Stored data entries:
# # # #

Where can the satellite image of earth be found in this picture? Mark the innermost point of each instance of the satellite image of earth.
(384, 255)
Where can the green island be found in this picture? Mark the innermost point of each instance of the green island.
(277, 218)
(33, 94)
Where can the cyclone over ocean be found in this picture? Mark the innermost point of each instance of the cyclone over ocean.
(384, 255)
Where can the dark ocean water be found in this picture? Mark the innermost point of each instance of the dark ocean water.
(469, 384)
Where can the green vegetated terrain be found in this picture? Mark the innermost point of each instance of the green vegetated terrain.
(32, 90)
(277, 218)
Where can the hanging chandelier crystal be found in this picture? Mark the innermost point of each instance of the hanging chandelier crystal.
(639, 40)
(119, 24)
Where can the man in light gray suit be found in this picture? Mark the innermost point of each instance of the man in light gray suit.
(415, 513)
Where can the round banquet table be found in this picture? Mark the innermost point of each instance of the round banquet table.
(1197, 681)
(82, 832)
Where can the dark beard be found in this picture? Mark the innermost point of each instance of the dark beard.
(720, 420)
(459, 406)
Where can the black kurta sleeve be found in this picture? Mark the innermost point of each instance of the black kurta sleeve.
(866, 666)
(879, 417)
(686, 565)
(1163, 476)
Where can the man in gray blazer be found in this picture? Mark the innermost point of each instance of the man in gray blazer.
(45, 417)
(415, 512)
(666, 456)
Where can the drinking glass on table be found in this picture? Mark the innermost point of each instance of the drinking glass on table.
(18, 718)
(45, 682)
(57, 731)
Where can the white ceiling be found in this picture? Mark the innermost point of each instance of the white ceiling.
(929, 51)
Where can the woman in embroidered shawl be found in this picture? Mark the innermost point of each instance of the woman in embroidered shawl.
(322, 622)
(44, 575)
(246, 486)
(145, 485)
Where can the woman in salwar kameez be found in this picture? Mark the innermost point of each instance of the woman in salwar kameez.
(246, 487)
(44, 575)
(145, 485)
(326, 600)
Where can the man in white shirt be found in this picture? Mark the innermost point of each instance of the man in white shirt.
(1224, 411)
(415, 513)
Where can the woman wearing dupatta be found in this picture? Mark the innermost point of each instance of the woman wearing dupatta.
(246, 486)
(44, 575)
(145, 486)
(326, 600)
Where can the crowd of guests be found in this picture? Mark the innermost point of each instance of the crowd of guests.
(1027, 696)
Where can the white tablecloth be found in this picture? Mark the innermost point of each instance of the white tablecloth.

# # # #

[Task goal]:
Starting at the line with "Where can the woman wearing", retype each line through the final one in the data above, unchanged and with nothing added.

[Reply]:
Where can the woman wearing dupatta be found in this picture? Mark the innermost point of each instance of the woman wearing dupatta.
(246, 486)
(44, 575)
(145, 486)
(326, 600)
Where can the crowd of guests be found in this picture? Mark the innermost point of each instance of the crowd of guests.
(1027, 696)
Where can the white tablecloth be found in this picture? Mark the innermost point of each instance of the white tablecloth.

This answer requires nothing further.